* CONSIGNE DONNÉE 1:
D'après la critique de la bande dessinée Chinese Queer, dans quelle ville le narrateur erre-t-il ?
* CONSIGNE DONNÉE 2:
Réécrivez tout le passage de la critique de Chinese Queer, depuis « il raconte ses » jusqu'à « le magma citadin. », en remplaçant « violente » par « criarde ».
* CONSIGNE DONNÉE 3:
Poursuivez la critique de la bande dessinée Chinese Queer à partir de sa dernière phrase.

* EXTRAIT CHOISI:
/---

Chinese Queer
6.6
Chinese Queer

BD de Seven (2020)

Dans la tête d'un paumé cynique

lecture très étrange. Au vu du titre (et du texte de 4 de couv) je m’attendais à une enieme chronique autobio sur la difficulté de vivre sa vie en tant que LGBT spécialement en Chine (je cite « gay en chine c’est pas gagné »)

Mais en fait pas du tout.

On suit le narrateur, Tian Fushi, dans ses errances, le plus souvent nocturnes dans les rues et bar de la ville de Haimen toute proche de Shanghai.

Tian est un étudiant, en quoi ? on ne le saura pas. d’ailleurs il cherche à se désinscrire de la fac, sans essayer vraiment fort.

il raconte ses amitiés de beuveries, des amis abîmés, ses amours aberrantes et les oiseaux de nuit qu’il croise sans que personne ne se comprenne vraiment.

Graphiquement, le dessin ultra déformé rappelle certains film d’animation (Vermines ou Primal) c’est hyper dynamique. les décors sentent un peu le dessin d’ après photo, d’ailleurs certaines cases ne le cachent même pas.

la couleur est violente, saturée, pleine de dégradés improbables, une bouillie chromatique qui bizarrement fait hyper bien é les ambiances nocturnes et festives. parfois l’auteur alterne avec des ambiances quasi monochromes qui soulage la lecture, avant de replonger dans le magma citadin.

La lecture est souvent gâchée par l’intégration à la diable des typos de textes en balance avec un détour noir, très pénible à lire. Moche.

L’histoire est à l’image du protagoniste principal : elle stagne. à aucun moment un récit ne semble se dégager des 240 pages du livre. On recroise certains personnages, mais rien ne vient vraiment relier ces âmes entre elles.

Le livre est comme un vaste tableau de la ville, du quartier, survolant tel ou tel caractère pour un bref instant d’attention, avant d’enchaîner sur une nouvelle beuverie.

Les amours du héros sont à sa hauteur : deceptive et médiocre.

En revanche, ce qui sauve ce Polaroïd sous acide de la jeunesse chinoise queer (encore que ce soit peu le sujet) c’est le monologue intérieur du personnage.

\---

* ENREGISTREMENTS CONSERVÉS:
/---

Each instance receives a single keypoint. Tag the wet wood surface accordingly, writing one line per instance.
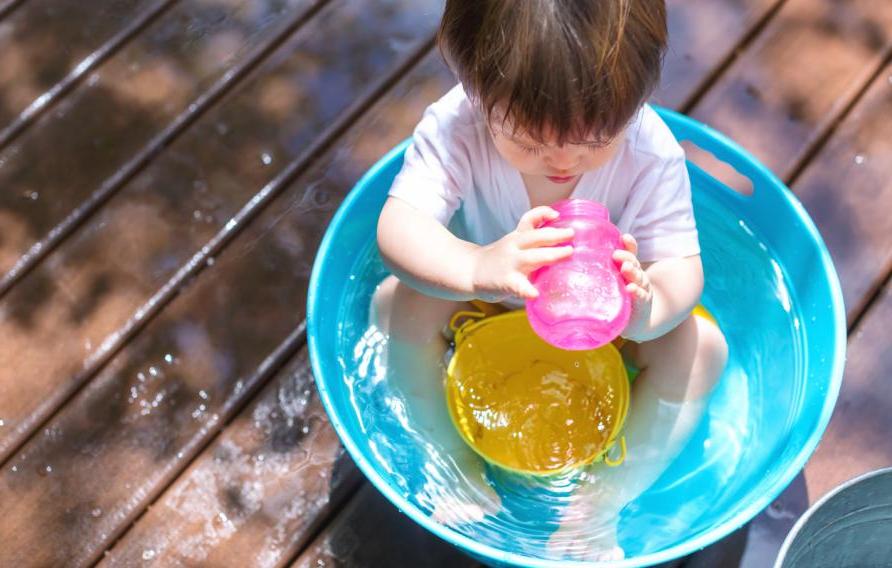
(83, 298)
(50, 45)
(121, 116)
(156, 404)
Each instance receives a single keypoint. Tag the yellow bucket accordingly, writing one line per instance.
(529, 407)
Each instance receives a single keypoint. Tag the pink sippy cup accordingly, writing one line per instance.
(583, 302)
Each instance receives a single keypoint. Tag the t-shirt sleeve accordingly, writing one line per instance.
(436, 168)
(664, 225)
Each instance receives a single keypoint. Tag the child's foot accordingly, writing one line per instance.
(587, 528)
(573, 544)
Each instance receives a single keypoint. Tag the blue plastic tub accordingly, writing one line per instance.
(769, 282)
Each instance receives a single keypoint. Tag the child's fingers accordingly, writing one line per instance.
(622, 256)
(523, 288)
(539, 257)
(549, 236)
(535, 217)
(632, 273)
(636, 291)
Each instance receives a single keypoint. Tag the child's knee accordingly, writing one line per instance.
(409, 314)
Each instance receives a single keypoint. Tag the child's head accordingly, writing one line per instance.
(558, 80)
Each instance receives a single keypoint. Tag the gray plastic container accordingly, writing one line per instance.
(850, 527)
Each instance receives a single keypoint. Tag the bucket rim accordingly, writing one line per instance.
(814, 508)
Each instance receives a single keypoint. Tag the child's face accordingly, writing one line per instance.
(559, 164)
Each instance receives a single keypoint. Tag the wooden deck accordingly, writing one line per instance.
(167, 170)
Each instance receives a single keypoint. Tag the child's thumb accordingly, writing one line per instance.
(524, 288)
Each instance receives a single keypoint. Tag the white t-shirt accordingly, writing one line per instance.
(453, 172)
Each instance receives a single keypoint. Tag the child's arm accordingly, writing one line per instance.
(663, 292)
(425, 255)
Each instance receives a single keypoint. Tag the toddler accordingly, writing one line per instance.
(551, 105)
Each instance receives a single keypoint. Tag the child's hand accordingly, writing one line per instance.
(502, 268)
(638, 285)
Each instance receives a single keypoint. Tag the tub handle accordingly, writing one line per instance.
(622, 454)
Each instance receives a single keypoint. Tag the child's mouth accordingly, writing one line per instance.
(560, 179)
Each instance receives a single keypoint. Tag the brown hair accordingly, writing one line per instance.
(561, 67)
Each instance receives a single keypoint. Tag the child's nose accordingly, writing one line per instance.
(563, 159)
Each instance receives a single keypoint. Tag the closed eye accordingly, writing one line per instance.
(534, 150)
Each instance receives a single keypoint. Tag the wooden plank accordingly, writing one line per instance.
(131, 430)
(377, 150)
(703, 35)
(49, 45)
(847, 190)
(800, 74)
(82, 300)
(857, 439)
(371, 533)
(254, 497)
(122, 116)
(8, 6)
(172, 535)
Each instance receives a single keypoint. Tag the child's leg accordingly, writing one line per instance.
(413, 324)
(678, 371)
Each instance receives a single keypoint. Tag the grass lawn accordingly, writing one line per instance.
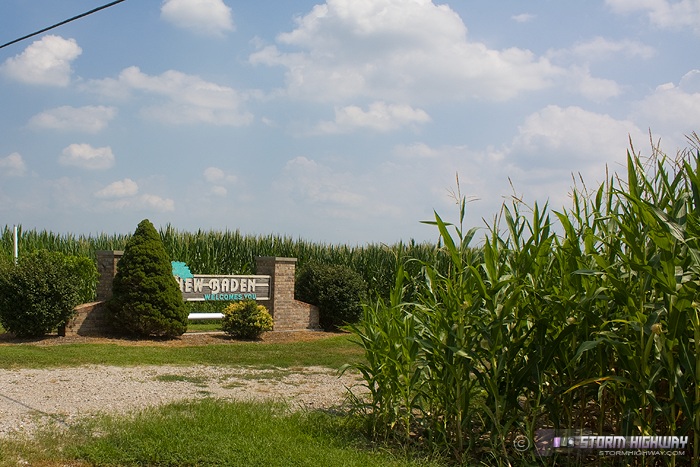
(330, 352)
(210, 433)
(205, 432)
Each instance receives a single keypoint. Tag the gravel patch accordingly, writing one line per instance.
(30, 398)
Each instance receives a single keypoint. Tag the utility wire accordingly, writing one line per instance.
(62, 23)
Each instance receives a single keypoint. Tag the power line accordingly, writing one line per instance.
(62, 23)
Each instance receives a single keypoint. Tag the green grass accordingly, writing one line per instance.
(330, 352)
(208, 433)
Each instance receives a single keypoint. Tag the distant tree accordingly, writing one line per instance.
(146, 299)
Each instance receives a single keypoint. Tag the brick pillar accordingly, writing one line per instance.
(107, 267)
(289, 314)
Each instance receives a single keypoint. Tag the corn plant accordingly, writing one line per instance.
(584, 318)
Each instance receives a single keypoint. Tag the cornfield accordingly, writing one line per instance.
(231, 252)
(583, 319)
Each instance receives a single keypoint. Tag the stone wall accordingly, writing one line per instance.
(91, 319)
(289, 314)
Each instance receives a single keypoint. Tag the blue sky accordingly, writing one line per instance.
(339, 122)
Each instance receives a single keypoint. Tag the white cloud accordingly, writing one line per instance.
(402, 51)
(596, 89)
(206, 17)
(87, 157)
(119, 189)
(572, 139)
(12, 165)
(88, 119)
(145, 202)
(188, 99)
(523, 18)
(218, 178)
(664, 14)
(379, 117)
(674, 108)
(415, 151)
(46, 61)
(217, 175)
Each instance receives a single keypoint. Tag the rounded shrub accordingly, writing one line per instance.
(337, 291)
(40, 292)
(146, 298)
(246, 319)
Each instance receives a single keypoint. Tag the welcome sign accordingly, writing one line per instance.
(200, 287)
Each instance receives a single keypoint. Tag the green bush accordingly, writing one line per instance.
(246, 319)
(146, 299)
(337, 291)
(39, 294)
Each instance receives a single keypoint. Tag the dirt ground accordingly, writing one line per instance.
(187, 339)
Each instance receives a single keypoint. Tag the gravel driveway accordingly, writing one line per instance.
(33, 397)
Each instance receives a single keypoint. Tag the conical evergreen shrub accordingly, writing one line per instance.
(146, 298)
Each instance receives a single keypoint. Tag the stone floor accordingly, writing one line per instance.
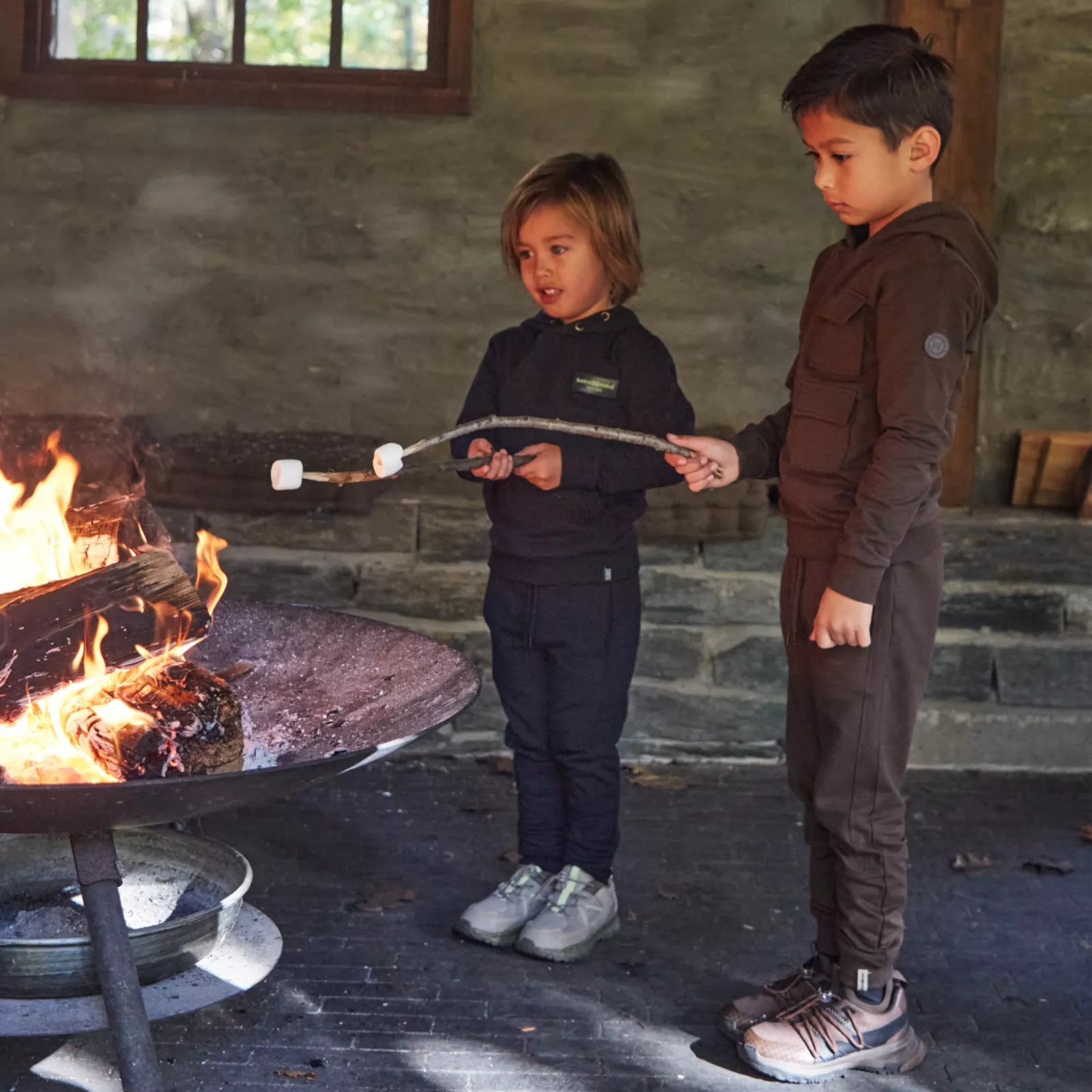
(711, 877)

\---

* RÉPONSE ATTENDUE 1:
Dans la ville de Haimen, toute proche de Shanghai.

* RÉPONSE ATTENDUE 2:
il raconte ses amitiés de beuveries, des amis abîmés, ses amours aberrantes et les oiseaux de nuit qu’il croise sans que personne ne se comprenne vraiment.

Graphiquement, le dessin ultra déformé rappelle certains film d’animation (Vermines ou Primal) c’est hyper dynamique. les décors sentent un peu le dessin d’ après photo, d’ailleurs certaines cases ne le cachent même pas.

la couleur est criarde, saturée, pleine de dégradés improbables, une bouillie chromatique qui bizarrement fait hyper bien é les ambiances nocturnes et festives. parfois l’auteur alterne avec des ambiances quasi monochromes qui soulage la lecture, avant de replonger dans le magma citadin.

* RÉPONSE ATTENDUE 3:
En général, c’est un procédé que je déteste, monotone et convenu, souvent redondant avec l’image.

sauf que là, ces pensées intérieures prennent une saveur particulière tant la personnalité du personnage et sa façon de s’exprimer sont singulières.

Le personnage fait irrépressiblement penser à Igniatus Reilly (« la conjuration des imbeciles ») et semble sortir d’un roman de Bret Easton Ellis : cynique, indifférent, autodestructeur, il autopsie sa vie sans complaisance à la façon d’un Fabrice Neaud (la culture en moins)

chacune de ses saillies est surprenante, parfois dérangeante… racontant, par exemple, l’histoire d’un homme à 4 pénis dont un seul « fonctionne » (ejacule) jusqu’à ce qu’une ex vienne lui trancher son « bon pénis »

On est dans ce niveau de délire.

Mais le monologue n’y est pas permanent (sinon ce serai très chiant) La narration fait la part belle aux moments suspendus. Cet instant où tu réalise que tu n’as plus qu’une clope, les retours muets saoul dans un taxi, les marches solitaires dans la ville, le levé de soleil.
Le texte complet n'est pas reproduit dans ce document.